(Saved entries)
+===+
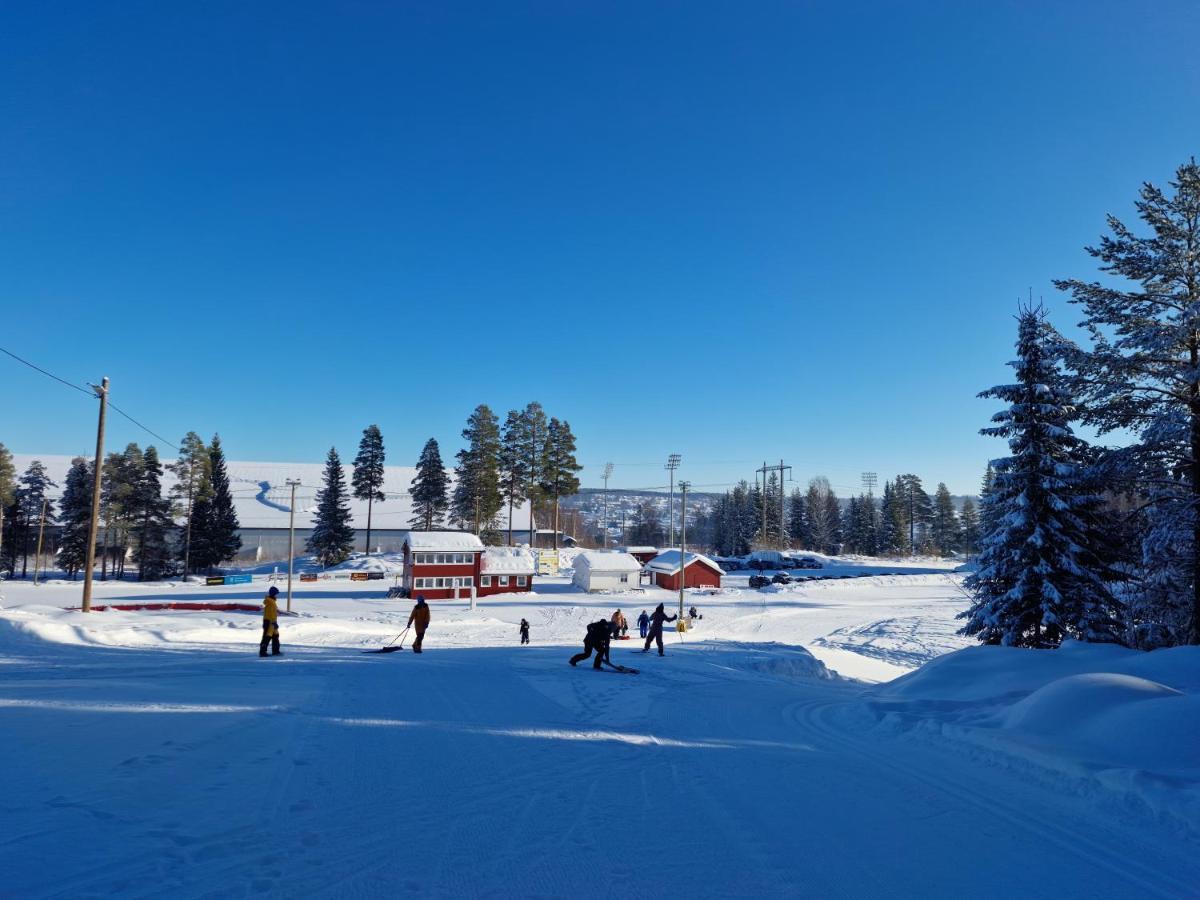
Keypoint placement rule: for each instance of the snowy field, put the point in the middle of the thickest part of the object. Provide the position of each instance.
(793, 744)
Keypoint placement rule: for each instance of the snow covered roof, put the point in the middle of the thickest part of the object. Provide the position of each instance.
(601, 562)
(667, 562)
(444, 540)
(508, 561)
(261, 495)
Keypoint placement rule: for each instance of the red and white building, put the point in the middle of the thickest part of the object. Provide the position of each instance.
(451, 565)
(699, 571)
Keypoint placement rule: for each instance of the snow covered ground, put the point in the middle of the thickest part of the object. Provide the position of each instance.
(153, 753)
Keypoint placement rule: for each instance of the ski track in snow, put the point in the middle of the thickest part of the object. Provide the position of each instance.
(149, 761)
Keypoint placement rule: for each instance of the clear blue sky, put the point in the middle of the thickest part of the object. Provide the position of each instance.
(733, 231)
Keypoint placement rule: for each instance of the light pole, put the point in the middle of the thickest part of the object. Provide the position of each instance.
(293, 483)
(672, 465)
(607, 474)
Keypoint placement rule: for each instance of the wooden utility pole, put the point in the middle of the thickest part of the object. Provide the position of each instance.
+===+
### Problem description
Please set down the data above exactly as given, leaving every picture out.

### Written reply
Keypoint placement rule: for each instance of the snowy field, put the point in the middle of the thickest part of the object. Provide the position of each instance.
(793, 744)
Keypoint placement rule: for each instance of the snow covered roof, put the point in the middle of the thickest part of the object. Provide the position of each instance.
(601, 562)
(667, 562)
(444, 540)
(508, 561)
(261, 495)
Keypoint placement rule: for each instance of the red and white building, put the point in the middle of the thickest part of the object. Provide the position of each instance.
(451, 565)
(699, 571)
Keypoint placement rule: for each instance of the snow covered ground, put the point in the middle of the thickest part of the object. Provide the position of each instance.
(153, 753)
Keypoint placement rule: for each instance of the ski track in snow, put the point in the middle of the thickest part of the object. Provide the position of each instance.
(149, 761)
Keypoint placement rule: for each instance of the clear blue sky, put the point in the middle of the thickest part of the object. Provide the position of each instance.
(733, 231)
Keypoint placement rule: for each instance of the light pole, put the point in the middle of the thickest part of the object. Provide the position of each instance.
(293, 483)
(672, 465)
(607, 474)
Keypoint placement rule: for each instance of the wooden utility pole, put the point in the middle of the thickest part of the object. Provide the position of each instance.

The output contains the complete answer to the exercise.